#### Goal of the exercise
How many lines in the material below contain the string "roof"? Give only the number.

————

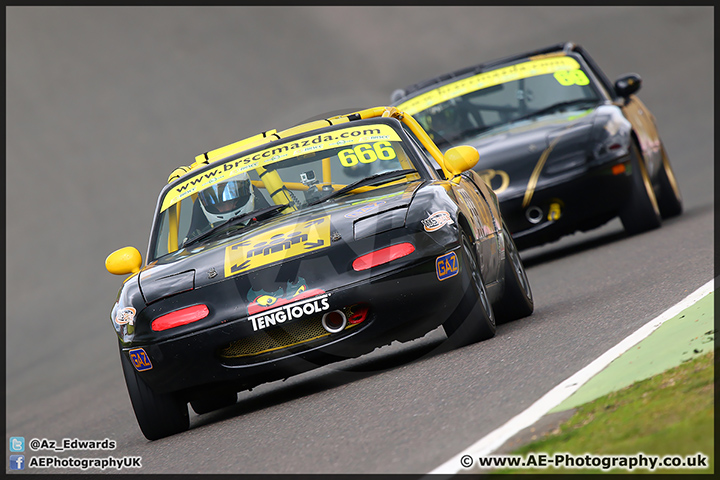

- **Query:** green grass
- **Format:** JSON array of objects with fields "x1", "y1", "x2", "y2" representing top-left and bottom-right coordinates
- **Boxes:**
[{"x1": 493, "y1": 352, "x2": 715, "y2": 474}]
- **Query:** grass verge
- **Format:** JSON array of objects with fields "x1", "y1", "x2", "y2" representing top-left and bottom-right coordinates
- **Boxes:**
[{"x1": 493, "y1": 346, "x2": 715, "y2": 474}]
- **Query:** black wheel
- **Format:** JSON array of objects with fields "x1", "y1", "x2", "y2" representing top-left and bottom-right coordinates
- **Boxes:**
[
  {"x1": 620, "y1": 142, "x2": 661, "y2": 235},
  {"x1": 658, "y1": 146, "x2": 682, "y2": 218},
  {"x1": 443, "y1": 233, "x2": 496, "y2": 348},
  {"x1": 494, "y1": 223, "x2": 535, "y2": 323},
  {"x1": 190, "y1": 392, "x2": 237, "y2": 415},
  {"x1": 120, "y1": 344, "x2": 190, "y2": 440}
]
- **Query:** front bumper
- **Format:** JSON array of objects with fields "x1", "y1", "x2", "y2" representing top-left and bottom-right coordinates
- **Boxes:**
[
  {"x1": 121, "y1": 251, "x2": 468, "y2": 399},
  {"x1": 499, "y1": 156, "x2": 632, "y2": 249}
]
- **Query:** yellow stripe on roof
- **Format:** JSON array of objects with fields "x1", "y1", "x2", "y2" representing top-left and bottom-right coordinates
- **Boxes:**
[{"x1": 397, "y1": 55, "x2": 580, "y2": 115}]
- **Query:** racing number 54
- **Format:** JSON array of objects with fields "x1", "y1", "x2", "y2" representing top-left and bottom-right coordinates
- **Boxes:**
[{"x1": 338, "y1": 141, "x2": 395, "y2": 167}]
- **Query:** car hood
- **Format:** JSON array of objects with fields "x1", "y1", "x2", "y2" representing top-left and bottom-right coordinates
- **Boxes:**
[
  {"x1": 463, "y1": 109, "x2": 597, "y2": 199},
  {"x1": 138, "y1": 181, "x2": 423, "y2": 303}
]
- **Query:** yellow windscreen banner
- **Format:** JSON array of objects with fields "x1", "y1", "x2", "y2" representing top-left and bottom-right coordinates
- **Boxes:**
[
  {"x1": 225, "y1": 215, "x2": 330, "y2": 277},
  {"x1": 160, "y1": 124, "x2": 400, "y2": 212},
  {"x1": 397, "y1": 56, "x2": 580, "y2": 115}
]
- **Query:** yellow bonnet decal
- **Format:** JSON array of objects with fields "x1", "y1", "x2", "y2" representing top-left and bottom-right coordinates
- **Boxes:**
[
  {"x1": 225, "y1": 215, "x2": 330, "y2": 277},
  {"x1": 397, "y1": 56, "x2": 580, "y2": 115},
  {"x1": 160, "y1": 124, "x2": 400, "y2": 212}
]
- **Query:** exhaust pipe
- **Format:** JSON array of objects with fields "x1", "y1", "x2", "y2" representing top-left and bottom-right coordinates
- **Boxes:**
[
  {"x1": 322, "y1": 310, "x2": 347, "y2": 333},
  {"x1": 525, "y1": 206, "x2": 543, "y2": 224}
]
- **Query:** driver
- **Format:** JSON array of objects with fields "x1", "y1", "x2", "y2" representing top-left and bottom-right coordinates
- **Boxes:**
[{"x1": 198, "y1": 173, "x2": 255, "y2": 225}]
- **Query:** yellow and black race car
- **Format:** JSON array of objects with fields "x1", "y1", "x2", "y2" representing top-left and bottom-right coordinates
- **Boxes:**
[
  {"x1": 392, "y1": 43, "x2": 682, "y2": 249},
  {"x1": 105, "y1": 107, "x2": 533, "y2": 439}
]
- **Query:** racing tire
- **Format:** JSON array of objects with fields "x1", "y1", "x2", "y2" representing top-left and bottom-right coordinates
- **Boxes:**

————

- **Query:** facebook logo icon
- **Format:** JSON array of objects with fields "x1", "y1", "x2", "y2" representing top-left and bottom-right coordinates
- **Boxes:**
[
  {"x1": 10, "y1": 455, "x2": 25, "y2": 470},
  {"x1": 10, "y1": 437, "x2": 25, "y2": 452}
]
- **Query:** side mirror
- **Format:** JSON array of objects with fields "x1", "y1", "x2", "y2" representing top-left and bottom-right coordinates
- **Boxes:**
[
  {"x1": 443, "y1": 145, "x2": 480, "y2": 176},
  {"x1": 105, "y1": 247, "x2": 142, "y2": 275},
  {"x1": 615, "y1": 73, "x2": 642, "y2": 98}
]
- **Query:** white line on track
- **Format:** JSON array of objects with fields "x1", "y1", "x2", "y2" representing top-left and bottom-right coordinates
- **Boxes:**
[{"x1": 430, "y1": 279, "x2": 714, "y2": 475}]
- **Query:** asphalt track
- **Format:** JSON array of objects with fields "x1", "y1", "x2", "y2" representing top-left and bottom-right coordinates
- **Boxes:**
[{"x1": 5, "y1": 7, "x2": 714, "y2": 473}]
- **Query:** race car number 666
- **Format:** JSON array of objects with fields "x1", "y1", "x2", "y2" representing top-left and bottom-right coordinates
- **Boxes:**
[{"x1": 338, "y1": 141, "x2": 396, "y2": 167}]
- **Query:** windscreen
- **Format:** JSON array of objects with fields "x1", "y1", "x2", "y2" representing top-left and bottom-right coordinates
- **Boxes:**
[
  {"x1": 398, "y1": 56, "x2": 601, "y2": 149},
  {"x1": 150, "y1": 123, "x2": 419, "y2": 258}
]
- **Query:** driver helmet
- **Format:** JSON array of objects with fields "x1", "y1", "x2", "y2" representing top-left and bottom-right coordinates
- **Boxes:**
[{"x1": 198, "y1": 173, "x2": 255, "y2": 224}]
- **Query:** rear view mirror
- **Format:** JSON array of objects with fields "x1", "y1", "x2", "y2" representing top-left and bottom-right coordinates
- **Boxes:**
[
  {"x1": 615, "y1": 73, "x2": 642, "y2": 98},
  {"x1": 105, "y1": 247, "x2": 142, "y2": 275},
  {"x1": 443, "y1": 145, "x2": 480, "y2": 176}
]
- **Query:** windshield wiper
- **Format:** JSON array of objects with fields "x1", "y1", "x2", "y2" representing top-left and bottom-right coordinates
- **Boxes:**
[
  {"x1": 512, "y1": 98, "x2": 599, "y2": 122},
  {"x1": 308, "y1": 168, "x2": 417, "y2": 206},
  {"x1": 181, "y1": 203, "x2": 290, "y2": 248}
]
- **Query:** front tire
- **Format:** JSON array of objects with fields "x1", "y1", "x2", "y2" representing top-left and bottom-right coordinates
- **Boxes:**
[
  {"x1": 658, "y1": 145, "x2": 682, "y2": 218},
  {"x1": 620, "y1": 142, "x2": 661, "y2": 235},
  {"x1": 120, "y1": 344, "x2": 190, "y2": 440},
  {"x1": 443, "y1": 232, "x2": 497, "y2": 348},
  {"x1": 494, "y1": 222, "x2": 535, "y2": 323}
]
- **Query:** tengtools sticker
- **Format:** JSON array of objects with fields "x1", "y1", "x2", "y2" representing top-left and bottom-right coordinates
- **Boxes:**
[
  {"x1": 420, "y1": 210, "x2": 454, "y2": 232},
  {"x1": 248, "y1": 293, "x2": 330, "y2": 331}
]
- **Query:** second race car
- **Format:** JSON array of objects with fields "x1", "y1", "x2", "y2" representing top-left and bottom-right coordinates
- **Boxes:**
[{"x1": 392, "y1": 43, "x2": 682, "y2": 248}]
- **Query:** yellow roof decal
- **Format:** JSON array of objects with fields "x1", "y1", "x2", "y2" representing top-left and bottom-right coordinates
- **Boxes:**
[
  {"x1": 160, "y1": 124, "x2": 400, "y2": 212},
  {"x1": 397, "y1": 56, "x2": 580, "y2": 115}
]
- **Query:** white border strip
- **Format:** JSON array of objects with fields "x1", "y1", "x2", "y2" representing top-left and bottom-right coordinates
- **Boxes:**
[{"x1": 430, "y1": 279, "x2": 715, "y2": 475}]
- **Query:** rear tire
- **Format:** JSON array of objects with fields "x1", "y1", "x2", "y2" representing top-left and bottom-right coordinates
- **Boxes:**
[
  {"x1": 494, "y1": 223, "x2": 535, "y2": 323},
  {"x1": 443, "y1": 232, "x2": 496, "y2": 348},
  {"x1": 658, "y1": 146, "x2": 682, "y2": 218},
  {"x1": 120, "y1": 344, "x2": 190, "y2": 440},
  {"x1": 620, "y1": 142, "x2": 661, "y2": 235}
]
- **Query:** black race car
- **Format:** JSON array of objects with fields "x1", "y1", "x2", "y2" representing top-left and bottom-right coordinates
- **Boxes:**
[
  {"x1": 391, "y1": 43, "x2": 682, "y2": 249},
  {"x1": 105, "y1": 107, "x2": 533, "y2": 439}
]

————

#### Response
2